What is expected:
Leave out the pictures and restate the rest of the data exactly.

(Image location labeling entries)

======

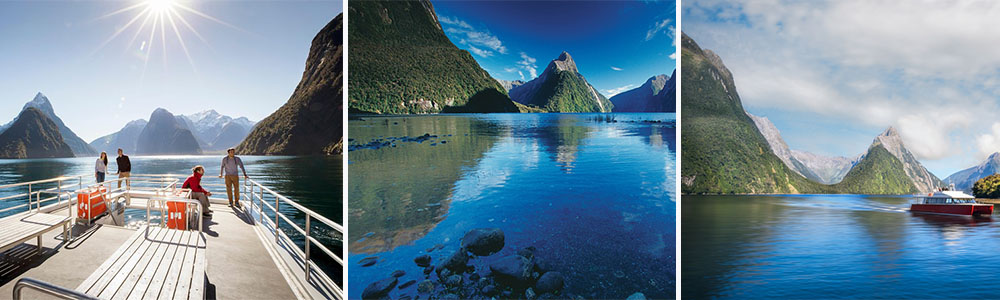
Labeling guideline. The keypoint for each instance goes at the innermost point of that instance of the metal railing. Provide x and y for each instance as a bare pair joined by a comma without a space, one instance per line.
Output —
47,288
256,192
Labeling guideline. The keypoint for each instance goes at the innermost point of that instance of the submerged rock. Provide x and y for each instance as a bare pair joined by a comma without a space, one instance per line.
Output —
379,288
549,282
455,262
514,269
454,280
483,241
425,286
368,261
423,260
407,284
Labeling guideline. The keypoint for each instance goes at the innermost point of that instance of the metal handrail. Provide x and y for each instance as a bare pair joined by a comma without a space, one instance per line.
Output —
47,288
249,185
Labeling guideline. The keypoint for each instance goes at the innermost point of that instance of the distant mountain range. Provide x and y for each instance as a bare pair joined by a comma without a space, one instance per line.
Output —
79,147
402,62
561,88
657,94
727,150
212,131
964,179
311,122
33,135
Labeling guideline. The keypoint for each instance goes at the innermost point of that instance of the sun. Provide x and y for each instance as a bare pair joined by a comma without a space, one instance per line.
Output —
160,6
159,22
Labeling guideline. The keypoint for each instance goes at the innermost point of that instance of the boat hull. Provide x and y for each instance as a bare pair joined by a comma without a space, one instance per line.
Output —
954,209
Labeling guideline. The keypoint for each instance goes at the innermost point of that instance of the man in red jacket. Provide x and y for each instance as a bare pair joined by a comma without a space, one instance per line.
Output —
194,183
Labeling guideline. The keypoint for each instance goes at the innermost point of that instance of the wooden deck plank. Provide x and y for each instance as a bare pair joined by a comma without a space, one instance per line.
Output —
154,282
170,282
200,262
147,264
115,258
187,267
116,281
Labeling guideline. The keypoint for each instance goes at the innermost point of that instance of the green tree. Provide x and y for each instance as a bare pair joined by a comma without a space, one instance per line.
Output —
987,187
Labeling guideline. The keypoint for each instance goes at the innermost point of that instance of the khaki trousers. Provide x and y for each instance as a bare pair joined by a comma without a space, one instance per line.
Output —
233,188
128,183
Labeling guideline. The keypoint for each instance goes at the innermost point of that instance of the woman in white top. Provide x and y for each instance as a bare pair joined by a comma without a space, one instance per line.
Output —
102,168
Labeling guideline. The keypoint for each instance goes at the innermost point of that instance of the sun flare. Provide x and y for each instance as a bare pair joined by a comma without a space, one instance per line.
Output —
159,22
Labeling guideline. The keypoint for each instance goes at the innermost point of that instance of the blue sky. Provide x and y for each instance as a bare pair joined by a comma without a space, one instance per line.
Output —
831,75
246,68
617,45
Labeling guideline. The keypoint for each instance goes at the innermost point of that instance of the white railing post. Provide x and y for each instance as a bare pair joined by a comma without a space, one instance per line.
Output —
308,265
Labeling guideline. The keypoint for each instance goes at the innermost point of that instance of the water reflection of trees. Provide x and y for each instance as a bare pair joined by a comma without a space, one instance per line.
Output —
398,194
715,234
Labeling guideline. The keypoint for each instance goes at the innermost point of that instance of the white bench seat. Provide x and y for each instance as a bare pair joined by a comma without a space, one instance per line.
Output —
22,227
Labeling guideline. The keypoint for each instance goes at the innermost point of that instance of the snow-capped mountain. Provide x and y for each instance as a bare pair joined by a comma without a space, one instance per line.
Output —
215,131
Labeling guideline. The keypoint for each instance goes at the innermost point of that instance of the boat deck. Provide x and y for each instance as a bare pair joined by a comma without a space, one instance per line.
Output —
240,266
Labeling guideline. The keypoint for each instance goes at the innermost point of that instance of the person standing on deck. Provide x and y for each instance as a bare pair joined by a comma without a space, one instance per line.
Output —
197,192
124,169
229,165
101,168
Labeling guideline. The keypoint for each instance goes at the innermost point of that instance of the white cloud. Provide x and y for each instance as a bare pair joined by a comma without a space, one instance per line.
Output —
929,68
657,27
619,90
527,63
480,41
989,143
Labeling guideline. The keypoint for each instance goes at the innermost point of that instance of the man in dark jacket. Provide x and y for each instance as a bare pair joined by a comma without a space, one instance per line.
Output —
124,169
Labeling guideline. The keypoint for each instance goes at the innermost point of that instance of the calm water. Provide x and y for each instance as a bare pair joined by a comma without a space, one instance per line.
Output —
314,182
594,197
833,246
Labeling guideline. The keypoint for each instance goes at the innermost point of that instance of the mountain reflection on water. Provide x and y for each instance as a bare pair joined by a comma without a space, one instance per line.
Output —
594,195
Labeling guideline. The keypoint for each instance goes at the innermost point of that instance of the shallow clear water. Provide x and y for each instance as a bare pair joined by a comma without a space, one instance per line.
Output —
833,246
594,197
314,182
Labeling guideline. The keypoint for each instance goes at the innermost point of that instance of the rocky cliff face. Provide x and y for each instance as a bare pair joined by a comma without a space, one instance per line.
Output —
41,102
311,121
964,179
402,63
125,139
33,135
780,148
210,126
509,84
165,135
923,179
561,88
655,95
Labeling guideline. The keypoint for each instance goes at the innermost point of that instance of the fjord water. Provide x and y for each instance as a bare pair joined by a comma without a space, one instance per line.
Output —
593,193
833,246
314,182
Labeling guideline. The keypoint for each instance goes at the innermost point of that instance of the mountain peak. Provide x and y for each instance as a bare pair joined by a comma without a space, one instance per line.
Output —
40,98
891,131
564,62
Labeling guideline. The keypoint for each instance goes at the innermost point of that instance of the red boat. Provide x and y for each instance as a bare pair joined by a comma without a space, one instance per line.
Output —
952,203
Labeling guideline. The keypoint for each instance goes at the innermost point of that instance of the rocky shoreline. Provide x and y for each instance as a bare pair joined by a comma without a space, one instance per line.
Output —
464,274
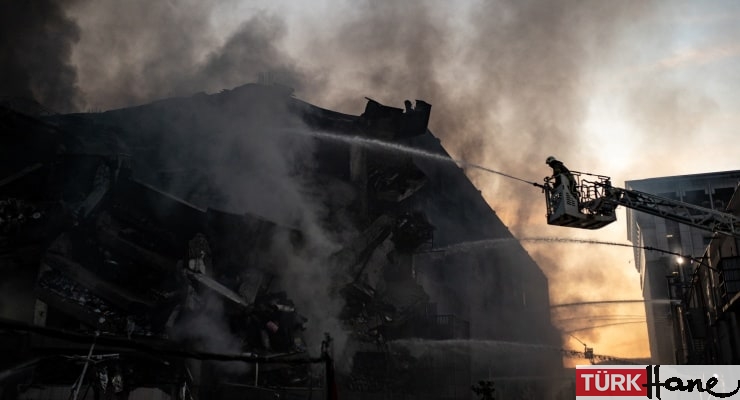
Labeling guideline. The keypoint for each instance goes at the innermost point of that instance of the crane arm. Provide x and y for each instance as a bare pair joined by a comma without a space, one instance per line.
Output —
689,214
590,204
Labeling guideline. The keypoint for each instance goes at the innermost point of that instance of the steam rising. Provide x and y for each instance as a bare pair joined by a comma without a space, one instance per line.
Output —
510,81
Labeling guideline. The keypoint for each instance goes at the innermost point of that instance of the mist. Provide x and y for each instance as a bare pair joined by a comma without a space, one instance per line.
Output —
511,82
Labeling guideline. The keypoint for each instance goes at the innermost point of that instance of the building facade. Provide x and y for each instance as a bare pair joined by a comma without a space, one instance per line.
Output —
666,278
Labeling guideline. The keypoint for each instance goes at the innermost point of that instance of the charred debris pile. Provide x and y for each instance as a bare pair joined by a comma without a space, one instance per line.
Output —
156,225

======

Answer for this exercise:
Labeling guideline. The keypoint for each instance goes at the innermost point of that instance of the metal railing. Provide x and y for each instance as a bare pair joined by a comma without a space, one instance per line.
Output —
47,288
256,192
Labeling guideline. The keypoint for each instance goes at the innermost point of that instance of the submerged rock. Provide x and y for each instance as a bare pair joined by a comma without a space, one instance per line.
Output —
379,288
549,282
455,262
514,269
454,280
483,241
425,286
368,261
423,260
407,284
Labeling guideline. The keypoint for each instance goes at the innermost point of that instance of the metal handrail. Provide x and y for each instance as a bare pair joined by a comma without a space, one instance per line.
Output —
47,288
249,185
Labeling guideline. The keypoint for each instance goes at the innermost point of that instance of the distant mountain range. Provide x and y for each instance as a bare pair joined by a comma without a space, one instance per line.
Output —
79,147
402,62
561,88
657,94
727,150
212,131
964,179
311,122
33,135
Labeling guideline. The keypoint for each instance goes at the innermost point of that instance of the sun. Provide x and y for each instance as a bare pair joined by a comma without a space, one instance per line.
Output —
160,6
159,22
Labeling guideline. The keypoint for each instance goes at the innermost point of that instance of the boat hull. Provide x and y for each instance as a bare pair joined by a comma without a space, one instance per line.
Output —
954,209
Labeling guideline. The keypoint for each instance goes at the innermost point of that instance of the man in red jacket. Provide x and y for each instance as a bare pair joined by a comma without a space, one instance per line.
Output —
194,183
Labeling guideline. The keypoint for each instance goes at the innermost point of that instance of the wooden deck plank. Provide x and y for each instance as a bare pair joined by a comma without a space, one instance per line.
Output —
154,282
170,282
200,262
147,264
115,258
187,267
116,281
Labeling guideline. The keypoint for each instance goes at the innermost point of that instance of the green tree. Provide x and y for each instance as a bare pair joined by a comma without a space, one instance per line.
Output —
987,187
Labeling guideline. The keypoint for each instance goes at the innermost point of that instance of the khaki trousers. Provide x and y for each instance as a bare pair joined by a comma without a space, one instance per line.
Output —
233,188
128,183
Labeling guideline. The keypoint for each instance goes at the innermost point of that instance of the woman in white top. Provide x and y for each instance as a bare pair joined by a comma without a space, one instance per line.
Output —
102,168
Labeling guideline. The keypoint for each instance goes at the innermost point of that instance of the sun flare. Provide x and y for each instance as a bare pair joined by a comma without a space, one instance per line.
Output —
159,22
Labeling guideline. The keypoint for each instance goes at the innermost point of that instance of the blue sky. Provide x and y for each instance as a bare pair joined by a comma without a space, one instance per line.
Output —
831,75
246,68
617,45
Labeling guideline. The keypoint for each instance goes at the innermost point of that instance of the white railing post. Provide x and y for each instance as a bare pair joined by a comma without a space, one instance per line.
Output —
308,265
Labeling guideline. The keypoint for each instance goes at the innermost point of that instance of the water reflection of trees. Provide x and y for each instance as a bare pair joined by a comma without a space, one instance per line.
Output —
398,194
715,234
Labeling guideline. The keypoint for each instance goes at the innermost point of that instance of the white bench seat. Provide x and y for each instance as a bare pair joined by a comma without a space, one instance per line.
Output —
22,227
Labeling guideline. The keypoint for each instance goes at the innermost point of that instance of the snow-capped mountain. Provide x and y for each instance as a bare pair joined by a comma without a space, one instance per line.
Output —
215,131
Labeling guideline. The keypoint for each instance goes at the innermost point of that instance of the boat deck. Provide x and y for each instance as a bare pair joined by a comma without a space, one instance per line.
Output —
240,266
Labeling guideline. The keypoint for each instance goes at the innermost point of that instance of the person standing on deck. Provide x and y for each instance as a bare pair joined by a comma without a space, one instance per line.
Output —
197,192
124,169
229,165
101,168
Labeling guideline. The keypoint for each instance goes at the innermost point of that instance of the white cloud. Provide x and y for each instance as a bare pair joined by a comma without a space, one instance per line.
Output —
929,68
657,27
619,90
527,63
480,41
989,143
Labeling guideline. The keypoint for each instance goes at the innermost point of that instance of the man in dark jacket. Provide x and y for each instance as a bare pair joined by a comma without a space, one instance per line.
Output —
124,169
Labeling guideline. The keypoint for each instance goes at the innermost point of that instance of the calm water. Provide x and y for each instance as a bare pair joined by a comma without a space, one instance per line.
Output —
314,182
594,197
833,246
Labeling guideline. The keypoint for each instance goes at the innermost point of that instance of the mountain reflection on water. Provide x and y for each instance as a bare pair joined by a comma without a space, one instance per line.
Output —
594,195
Labeling guideline. The keypoint for each instance goes at the innermost point of that instance of the shallow clear water. Provide x and y for each instance as a bare pair joined by a comma without a space, one instance per line.
Output —
833,246
594,197
314,182
Labeling guideline. The keypoint for each instance goes at the innermost point of that instance of the rocky cliff face. Provide x and y for each instance as a bare pair joined by a comma without a space, one instance per line.
Output —
41,102
311,121
964,179
402,63
125,139
33,135
780,148
210,126
509,84
165,135
923,179
561,88
655,95
Labeling guideline. The keypoint for each instance goes at the innermost point of that instance of the fjord water. Provide x and y for each instance as a bare pair joined by a comma without a space, one instance per line.
Output —
593,193
833,246
314,182
Labeling guideline. The keypoint for each instance goes at the innermost point of that instance of the mountain peak. Provide x and y for each instance as a bare pair joined by a comma without a space, one instance per line.
Output —
40,98
891,131
564,62
Labeling guideline. The keypoint for each instance goes at the innermost point of that instance of the red boat. Provide x and y for each instance as a bare pair joined by a comma without a space, one instance per line.
Output —
952,203
Labeling guideline. The keypoint for each instance goes at the innermost point of that instance of the rocky shoreline. Provide x and y for each instance as a bare pair joined by a comma without a space, one instance per line.
Output —
464,274
Labeling guideline. The keypoint for each instance goes at the innermost point of that instance of the crane arm. Provide x and y for each instance as a bare pair joined by a comma without a space, one instance per line.
Output —
689,214
590,204
Labeling guideline. The keypoint for each instance goes at the innermost point of that instance of the steam rising. Provide x and y for each instance as a bare pair joined by a comma without a space, one instance per line.
Output —
510,81
Labeling guideline. The keypoint for each instance goes at the innermost point of that instance of the mist. Provide x and y for each instance as a bare pair joined by a comma without a space, one instance per line.
Output —
511,82
Labeling guideline. The keypoint for each instance goes at the innermost point of that instance of the building facade. Provide x and y for each instance as a bare pair joined by a comma without a space, one instance per line.
Output —
666,278
Labeling guideline. The keypoint for each instance goes at the innermost point of that instance of the charred debris pile. Provide x and y for each instance as a bare pair joined by a comma without a space, one instance per line.
Output —
156,225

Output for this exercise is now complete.